Trecho selecionado

┄┄┄┄┄┄┄┄┄┄

Carta às comunidades semana da Terra Padre Josimo lança a Carta às comunidades e coclama oas povos se manterem em lutas


Semana da Terra Padre Josimo. Carta às comunidades  
Nos dias 6 e 7 de maio, em Augustinópolis, Tocantins, os e as participantes da Semana da Terra Padre Josimo – III Seminário sobre Aquecimento Global e Economia Solidária – III feira da Agricultura Familiar – I Encontro de Pescadores e Aquicultores familiares do Bico do Papagaio, publicaram uma Carta às Comunidades.
Eis o texto.

CARTA ÀS COMUNIDADES

É hora de assumir. Se eu me calar, quem os defenderá?
Irmãos e irmãs de caminhada,

Convocados pela memória insurgente do nosso irmão maior, Padre Josimo, nos 25 anos da sua Paixão martirial, escrevemos essa Carta desde a cidade de Augustinópolis, no extremo norte do Tocantins. Vimos aqui para celebrar, em espírito de romaria, mais uma Semana da Terra Padre Josimo. Somos agricultoras, agricultores e pescadores, assentados e posseiros, acampados e sem-terra, camponeses, índios e quilombolas, mulheres e homens, jovens e menos jovens, filhos e filhas da terra e da água; somos movimentos e pastorais sociais, agentes de comunidade e pastores. Vimos de todos os municípios do Bico do Papagaio e das regiões vizinhas do Maranhão e do Pará.

┄┄┄┄┄┄┄┄┄┄

(Entradas de um conjunto de anotações por pontos)
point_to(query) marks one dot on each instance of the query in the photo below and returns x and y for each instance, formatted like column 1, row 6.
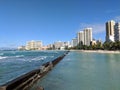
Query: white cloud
column 117, row 18
column 112, row 11
column 97, row 27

┄┄┄┄┄┄┄┄┄┄

Enunciado da tarefa
Reproduza integralmente, sem qualquer alteração, o trecho acima sobre a Carta às Comunidades da Semana da Terra Padre Josimo.

Resposta esperada
Carta às comunidades semana da Terra Padre Josimo lança a Carta às comunidades e coclama oas povos se manterem em lutas


Semana da Terra Padre Josimo. Carta às comunidades  
Nos dias 6 e 7 de maio, em Augustinópolis, Tocantins, os e as participantes da Semana da Terra Padre Josimo – III Seminário sobre Aquecimento Global e Economia Solidária – III feira da Agricultura Familiar – I Encontro de Pescadores e Aquicultores familiares do Bico do Papagaio, publicaram uma Carta às Comunidades.
Eis o texto.

CARTA ÀS COMUNIDADES

É hora de assumir. Se eu me calar, quem os defenderá?
Irmãos e irmãs de caminhada,

Convocados pela memória insurgente do nosso irmão maior, Padre Josimo, nos 25 anos da sua Paixão martirial, escrevemos essa Carta desde a cidade de Augustinópolis, no extremo norte do Tocantins. Vimos aqui para celebrar, em espírito de romaria, mais uma Semana da Terra Padre Josimo. Somos agricultoras, agricultores e pescadores, assentados e posseiros, acampados e sem-terra, camponeses, índios e quilombolas, mulheres e homens, jovens e menos jovens, filhos e filhas da terra e da água; somos movimentos e pastorais sociais, agentes de comunidade e pastores. Vimos de todos os municípios do Bico do Papagaio e das regiões vizinhas do Maranhão e do Pará.